Getoonde tekst =

31. In toetsterm 2e.3, derde kolom, wordt na 'hypotheekofferte' ingevoegd 'of consumptief kredietaanvraag'.

32. Na toetsterm 2e.3 wordt een toetsterm ingevoegd, luidende:

2e.4 Het adviestraject op de juiste wijze vastleggen in het klantdossier.

Dossier bevat de juiste gegevens en deze zijn op een gemakkelijke manier terug te vinden.

Te beoordelen is of de advisering op een juiste manier heeft plaatsgevonden.

In verband met de zorgplicht is een goede vastlegging en archivering van belang. Ook in het kader van het toezicht is het van belang dat het dossier compleet en goed reconstrueerbaar is.

33. In eindterm 3c wordt 'hypotheekconstructie' vervangen door 'consumptief en/of hypothecair krediet'.

Overzicht materiaal =
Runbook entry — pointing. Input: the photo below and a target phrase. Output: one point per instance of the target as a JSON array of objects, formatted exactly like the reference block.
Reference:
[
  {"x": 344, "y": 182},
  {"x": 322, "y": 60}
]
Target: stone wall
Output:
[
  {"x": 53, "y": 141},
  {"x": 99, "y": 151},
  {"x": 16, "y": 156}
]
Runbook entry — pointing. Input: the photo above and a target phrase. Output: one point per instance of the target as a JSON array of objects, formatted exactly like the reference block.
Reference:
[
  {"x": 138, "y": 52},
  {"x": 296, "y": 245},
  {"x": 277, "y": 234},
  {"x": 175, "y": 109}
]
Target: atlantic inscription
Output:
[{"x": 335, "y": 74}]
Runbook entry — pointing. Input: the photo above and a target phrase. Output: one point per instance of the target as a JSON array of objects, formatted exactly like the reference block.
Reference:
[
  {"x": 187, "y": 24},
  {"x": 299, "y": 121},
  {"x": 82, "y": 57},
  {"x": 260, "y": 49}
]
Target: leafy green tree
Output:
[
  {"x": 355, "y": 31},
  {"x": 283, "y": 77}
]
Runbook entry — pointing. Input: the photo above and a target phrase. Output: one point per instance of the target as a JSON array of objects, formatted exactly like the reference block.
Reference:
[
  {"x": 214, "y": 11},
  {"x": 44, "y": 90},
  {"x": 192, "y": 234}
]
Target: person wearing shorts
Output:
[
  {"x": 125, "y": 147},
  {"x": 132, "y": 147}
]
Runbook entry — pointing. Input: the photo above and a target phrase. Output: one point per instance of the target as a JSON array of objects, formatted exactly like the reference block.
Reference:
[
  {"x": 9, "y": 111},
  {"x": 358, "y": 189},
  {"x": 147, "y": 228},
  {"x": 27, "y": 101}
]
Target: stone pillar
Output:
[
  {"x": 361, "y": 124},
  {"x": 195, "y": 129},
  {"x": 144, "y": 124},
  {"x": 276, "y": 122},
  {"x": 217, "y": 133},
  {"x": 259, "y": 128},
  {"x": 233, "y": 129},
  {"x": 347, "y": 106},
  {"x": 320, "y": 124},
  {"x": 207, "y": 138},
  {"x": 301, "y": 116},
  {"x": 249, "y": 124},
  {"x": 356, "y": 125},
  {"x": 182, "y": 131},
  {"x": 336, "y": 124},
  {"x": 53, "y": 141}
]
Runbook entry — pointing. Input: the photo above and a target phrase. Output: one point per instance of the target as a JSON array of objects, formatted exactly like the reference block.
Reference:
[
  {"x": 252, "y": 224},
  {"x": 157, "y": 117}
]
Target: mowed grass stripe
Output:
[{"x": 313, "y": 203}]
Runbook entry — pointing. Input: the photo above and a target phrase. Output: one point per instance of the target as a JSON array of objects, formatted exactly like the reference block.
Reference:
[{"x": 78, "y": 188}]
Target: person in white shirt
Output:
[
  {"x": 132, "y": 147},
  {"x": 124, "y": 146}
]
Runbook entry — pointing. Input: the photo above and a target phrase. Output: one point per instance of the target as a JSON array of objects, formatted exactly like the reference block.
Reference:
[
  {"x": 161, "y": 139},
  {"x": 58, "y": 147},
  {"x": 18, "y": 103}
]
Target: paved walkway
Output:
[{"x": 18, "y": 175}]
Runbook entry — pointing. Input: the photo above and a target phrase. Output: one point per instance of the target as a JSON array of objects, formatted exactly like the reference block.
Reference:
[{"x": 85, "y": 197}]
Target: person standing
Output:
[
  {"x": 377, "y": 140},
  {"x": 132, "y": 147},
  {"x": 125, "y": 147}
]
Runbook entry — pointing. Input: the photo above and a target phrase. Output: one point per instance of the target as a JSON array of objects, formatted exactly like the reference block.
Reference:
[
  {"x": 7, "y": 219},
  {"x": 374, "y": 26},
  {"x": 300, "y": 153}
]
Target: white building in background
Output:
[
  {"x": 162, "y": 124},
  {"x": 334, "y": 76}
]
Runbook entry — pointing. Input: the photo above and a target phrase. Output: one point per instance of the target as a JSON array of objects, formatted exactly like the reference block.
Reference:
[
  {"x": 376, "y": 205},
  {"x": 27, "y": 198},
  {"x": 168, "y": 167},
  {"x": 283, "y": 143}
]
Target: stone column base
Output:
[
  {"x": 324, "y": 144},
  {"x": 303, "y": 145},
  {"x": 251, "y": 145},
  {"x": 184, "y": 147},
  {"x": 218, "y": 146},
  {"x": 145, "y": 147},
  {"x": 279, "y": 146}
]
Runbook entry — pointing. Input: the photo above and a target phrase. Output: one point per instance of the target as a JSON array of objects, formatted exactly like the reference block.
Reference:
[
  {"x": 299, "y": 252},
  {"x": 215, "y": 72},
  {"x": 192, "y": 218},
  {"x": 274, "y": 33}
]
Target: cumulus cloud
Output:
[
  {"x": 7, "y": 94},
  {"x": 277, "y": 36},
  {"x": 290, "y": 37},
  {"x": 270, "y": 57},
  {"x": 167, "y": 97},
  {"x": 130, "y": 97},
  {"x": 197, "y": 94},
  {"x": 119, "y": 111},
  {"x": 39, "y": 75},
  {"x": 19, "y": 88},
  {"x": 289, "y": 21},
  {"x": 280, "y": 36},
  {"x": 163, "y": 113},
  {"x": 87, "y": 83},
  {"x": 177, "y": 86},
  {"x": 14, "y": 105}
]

Uit te voeren opdrachten =
(1) Door welke woorden wordt 'hypotheekconstructie' in eindterm 3c vervangen volgens de tekst over de wijzigingen in de toets- en eindtermen?
(2) Schrijf alsjeblieft de tekst over de wijzigingen in de toets- en eindtermen verder, te beginnen na de laatste zin.

Antwoorden bij opdrachten =
(1) Door 'consumptief en/of hypothecair krediet'.

(2)
34. De toetstermen 3c.1 en 3c.2 komen te luiden:

3c.1 Een passend advies opstellen.

Uit het totale aanbod van de verschillende aflossings- en rentevormen.

Het advies van de kandidaat is concreet, klantspecifiek en reproduceerbaar en inclusief eventuele aflossingsconstructie mede gebaseerd op het restschuldrisico, renteconstructie en de daarbij behorende woonlastenbeschermer(s), betalingsbeschermers of vergelijkbare en alternatieve oplossingsrichtingen.

De kandidaat houdt rekening met de gegevens uit de analysefase en het klantprofiel. Alle gegevens, informatie, documenten en bestaande producten zijn op een juiste wijze vertaald.

Bij de betaalbaarheid houdt de kandidaat ook rekening met de volgende situaties: overlijden, werkloosheid en arbeidsongeschiktheid van (één van de) aanvrager(s) en het langlevenscenario (pensionering).

De kandidaat zoekt naar oplossingen om het krediet mogelijk te maken, wijst op sparen, aanpassing bestedingspatronen en dergelijke.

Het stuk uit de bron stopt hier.